*Source extract:*
§

Too serious? I have a cousin (and now a friend/girl I'm seeing) who I consider too serious. Both identify with being J, which makes sense. I'm noticed that they take their successes and failures very seriously. They're very serious about work and about being slighted by others, however slightly. My cousin especially (INFJ) is very serious about her relationships and about her reputation. I think the reason why serious people are serious is partly learned, and party because they need to maintain control by monitoring themselves to avoid being hurt, rejected, or embarrassed by the judgments/evaluations of others (family, friends, cohorts, lovuhs). It sucks because these people lose their spontaneity and joie de vivre in the process which makes life beautiful and satisfying. Enter Silly Therapy (tm!).
The concept behind Silly Therapy (tm). Silly Therapy (tm) is a simple technique for learning how to give up control and break free of burdensome self-monitoring. All you have to do is act like a total ass and by really fucking silly. Silliness and seriousness are diametrically opposed, and being silly eats away at the core of seriousness which, in the end, is attachment.

§

*Natural language region descriptions:*
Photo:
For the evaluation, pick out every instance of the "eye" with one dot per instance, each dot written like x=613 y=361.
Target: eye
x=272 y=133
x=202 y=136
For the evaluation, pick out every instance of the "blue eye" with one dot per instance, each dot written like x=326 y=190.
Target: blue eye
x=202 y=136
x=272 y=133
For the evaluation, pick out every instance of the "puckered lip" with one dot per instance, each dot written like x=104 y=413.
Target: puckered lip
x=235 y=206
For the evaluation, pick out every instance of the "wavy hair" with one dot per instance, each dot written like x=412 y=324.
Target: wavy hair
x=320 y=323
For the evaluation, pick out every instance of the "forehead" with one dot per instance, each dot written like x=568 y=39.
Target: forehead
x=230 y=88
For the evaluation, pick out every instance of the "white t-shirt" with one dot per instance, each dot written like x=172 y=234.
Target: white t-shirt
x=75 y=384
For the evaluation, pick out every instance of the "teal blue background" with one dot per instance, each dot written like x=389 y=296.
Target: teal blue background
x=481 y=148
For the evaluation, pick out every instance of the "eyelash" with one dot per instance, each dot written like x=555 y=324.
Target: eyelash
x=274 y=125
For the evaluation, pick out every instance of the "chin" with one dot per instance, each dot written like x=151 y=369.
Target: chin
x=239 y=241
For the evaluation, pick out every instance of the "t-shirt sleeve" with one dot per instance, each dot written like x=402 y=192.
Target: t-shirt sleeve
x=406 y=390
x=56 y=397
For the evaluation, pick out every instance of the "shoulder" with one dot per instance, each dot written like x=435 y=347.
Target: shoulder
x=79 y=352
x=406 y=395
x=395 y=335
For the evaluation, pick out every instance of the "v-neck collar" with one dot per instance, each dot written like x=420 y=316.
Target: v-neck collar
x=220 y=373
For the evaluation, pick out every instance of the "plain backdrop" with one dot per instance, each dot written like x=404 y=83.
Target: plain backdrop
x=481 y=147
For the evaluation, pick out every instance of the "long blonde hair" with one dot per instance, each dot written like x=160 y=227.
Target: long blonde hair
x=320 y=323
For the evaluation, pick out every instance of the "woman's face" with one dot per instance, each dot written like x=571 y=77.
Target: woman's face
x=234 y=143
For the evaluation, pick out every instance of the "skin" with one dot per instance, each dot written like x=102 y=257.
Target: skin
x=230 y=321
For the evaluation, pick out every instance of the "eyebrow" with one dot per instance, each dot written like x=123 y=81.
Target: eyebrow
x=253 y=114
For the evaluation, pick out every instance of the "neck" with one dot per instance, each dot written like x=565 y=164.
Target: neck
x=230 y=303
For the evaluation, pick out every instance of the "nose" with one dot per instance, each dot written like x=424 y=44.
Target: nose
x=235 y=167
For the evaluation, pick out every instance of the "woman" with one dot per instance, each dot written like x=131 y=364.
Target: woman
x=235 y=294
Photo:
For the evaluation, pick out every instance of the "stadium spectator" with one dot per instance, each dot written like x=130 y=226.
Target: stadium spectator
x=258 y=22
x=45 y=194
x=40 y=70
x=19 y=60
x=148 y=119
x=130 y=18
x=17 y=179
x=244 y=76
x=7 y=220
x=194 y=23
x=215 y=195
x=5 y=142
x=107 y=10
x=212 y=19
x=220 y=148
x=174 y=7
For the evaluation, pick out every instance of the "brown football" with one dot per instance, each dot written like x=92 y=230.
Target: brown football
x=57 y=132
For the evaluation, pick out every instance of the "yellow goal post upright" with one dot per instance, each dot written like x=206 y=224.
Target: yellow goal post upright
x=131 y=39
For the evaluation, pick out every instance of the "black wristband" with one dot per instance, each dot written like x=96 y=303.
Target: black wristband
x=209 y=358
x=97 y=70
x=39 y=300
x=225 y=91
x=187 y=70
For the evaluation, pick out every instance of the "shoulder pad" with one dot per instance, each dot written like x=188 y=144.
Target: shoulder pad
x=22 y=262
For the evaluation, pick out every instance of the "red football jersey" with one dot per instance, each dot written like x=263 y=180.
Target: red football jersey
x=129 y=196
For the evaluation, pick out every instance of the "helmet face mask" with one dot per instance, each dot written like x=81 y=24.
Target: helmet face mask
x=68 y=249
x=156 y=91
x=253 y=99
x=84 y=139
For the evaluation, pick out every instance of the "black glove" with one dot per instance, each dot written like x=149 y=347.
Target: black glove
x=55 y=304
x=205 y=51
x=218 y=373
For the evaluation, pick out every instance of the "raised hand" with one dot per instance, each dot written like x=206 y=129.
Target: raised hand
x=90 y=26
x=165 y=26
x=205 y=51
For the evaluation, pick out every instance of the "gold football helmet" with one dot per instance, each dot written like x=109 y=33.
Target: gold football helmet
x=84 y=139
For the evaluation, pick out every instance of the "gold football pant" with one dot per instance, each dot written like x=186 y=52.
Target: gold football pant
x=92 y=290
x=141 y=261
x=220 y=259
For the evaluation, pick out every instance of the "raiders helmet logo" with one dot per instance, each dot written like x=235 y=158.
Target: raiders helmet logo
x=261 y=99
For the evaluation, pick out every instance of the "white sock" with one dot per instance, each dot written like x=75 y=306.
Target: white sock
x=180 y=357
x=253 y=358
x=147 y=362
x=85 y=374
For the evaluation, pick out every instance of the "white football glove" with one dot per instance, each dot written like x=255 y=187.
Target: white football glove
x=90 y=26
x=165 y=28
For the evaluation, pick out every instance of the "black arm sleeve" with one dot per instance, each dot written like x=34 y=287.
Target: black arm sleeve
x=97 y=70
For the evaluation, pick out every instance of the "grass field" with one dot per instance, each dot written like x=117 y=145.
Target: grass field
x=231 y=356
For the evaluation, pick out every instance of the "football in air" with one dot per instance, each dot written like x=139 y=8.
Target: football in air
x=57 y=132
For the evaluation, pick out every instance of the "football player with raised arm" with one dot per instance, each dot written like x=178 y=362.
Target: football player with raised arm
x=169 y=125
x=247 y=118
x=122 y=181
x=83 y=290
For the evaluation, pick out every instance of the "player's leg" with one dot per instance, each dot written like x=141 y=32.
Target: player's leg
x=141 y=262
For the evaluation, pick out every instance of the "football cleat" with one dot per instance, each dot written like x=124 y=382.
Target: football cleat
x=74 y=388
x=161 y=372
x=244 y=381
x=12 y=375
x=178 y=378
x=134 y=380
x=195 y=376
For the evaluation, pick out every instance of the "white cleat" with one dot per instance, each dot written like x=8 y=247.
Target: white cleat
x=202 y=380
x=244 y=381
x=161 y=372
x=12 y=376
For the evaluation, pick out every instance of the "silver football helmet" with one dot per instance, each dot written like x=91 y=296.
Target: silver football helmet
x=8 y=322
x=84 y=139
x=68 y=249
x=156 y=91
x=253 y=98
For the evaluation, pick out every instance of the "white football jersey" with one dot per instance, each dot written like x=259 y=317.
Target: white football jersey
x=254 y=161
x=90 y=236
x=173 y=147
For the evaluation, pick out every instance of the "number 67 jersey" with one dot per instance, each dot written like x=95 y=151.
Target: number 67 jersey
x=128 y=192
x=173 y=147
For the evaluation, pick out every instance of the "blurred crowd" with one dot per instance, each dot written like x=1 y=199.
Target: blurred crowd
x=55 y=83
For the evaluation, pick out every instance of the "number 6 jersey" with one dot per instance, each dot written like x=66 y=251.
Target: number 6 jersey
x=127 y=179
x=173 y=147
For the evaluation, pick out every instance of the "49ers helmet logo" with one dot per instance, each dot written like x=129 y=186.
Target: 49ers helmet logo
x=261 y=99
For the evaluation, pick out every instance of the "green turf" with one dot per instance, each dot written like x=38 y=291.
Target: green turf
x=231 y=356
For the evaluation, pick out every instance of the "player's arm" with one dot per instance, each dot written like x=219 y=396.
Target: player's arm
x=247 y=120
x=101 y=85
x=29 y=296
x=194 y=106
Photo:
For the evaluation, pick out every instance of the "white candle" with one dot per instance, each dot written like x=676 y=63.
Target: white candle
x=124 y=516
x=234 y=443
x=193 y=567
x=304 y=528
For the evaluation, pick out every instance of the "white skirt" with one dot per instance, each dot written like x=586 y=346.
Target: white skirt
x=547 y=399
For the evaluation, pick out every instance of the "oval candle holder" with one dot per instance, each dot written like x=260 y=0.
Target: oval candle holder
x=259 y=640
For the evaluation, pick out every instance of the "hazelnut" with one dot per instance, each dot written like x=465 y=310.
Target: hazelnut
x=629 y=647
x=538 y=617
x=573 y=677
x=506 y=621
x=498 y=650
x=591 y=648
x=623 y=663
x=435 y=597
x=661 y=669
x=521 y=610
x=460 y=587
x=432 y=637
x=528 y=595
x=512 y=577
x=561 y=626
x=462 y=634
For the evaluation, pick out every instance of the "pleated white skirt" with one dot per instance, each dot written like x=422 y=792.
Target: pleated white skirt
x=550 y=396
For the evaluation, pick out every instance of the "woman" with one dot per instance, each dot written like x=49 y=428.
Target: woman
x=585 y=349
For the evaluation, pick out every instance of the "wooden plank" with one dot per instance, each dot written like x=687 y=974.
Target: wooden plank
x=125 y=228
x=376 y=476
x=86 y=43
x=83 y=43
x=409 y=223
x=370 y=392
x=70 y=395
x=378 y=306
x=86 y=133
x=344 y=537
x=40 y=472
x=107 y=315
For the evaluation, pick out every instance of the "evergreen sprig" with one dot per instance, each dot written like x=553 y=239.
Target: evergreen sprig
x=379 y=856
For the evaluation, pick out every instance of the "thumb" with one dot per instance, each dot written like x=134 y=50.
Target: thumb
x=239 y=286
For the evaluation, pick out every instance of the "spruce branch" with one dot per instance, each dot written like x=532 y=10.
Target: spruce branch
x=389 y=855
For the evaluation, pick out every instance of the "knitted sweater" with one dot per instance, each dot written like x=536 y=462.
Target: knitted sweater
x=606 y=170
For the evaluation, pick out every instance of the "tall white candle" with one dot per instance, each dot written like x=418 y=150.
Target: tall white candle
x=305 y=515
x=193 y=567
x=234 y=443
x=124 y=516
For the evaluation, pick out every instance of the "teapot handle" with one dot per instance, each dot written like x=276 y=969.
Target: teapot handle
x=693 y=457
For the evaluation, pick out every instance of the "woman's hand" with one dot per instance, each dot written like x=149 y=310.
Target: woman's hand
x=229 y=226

§

*Work instruction A:* In the post on seriousness, what groups are listed in parentheses as sources of the judgments and evaluations that serious people guard against?
*Work instruction B:* Reproduce the post on seriousness word for word, starting at "Too serious? I" and ending at "Silly Therapy (tm!).".
None of the items are needed for what comes next.

*Your response A:* family, friends, cohorts, lovuhs

*Your response B:*
Too serious? I have a cousin (and now a friend/girl I'm seeing) who I consider too serious. Both identify with being J, which makes sense. I'm noticed that they take their successes and failures very seriously. They're very serious about work and about being slighted by others, however slightly. My cousin especially (INFJ) is very serious about her relationships and about her reputation. I think the reason why serious people are serious is partly learned, and party because they need to maintain control by monitoring themselves to avoid being hurt, rejected, or embarrassed by the judgments/evaluations of others (family, friends, cohorts, lovuhs). It sucks because these people lose their spontaneity and joie de vivre in the process which makes life beautiful and satisfying. Enter Silly Therapy (tm!).